▸ OBJECTIVE
Could you substitute "route planner" for "pick planner" throughout the entries below and write them out again with nothing else changed?

[Object point labels]
+--

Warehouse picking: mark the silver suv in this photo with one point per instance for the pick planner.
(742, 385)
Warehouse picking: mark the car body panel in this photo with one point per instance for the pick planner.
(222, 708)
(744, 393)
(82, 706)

+--

▸ WRITTEN SOLUTION
Warehouse picking: mark the silver suv in this photo with one point per instance for the route planner.
(742, 385)
Warehouse picking: mark the car body panel in this photo with one point per instance for the route planner.
(222, 708)
(744, 393)
(82, 706)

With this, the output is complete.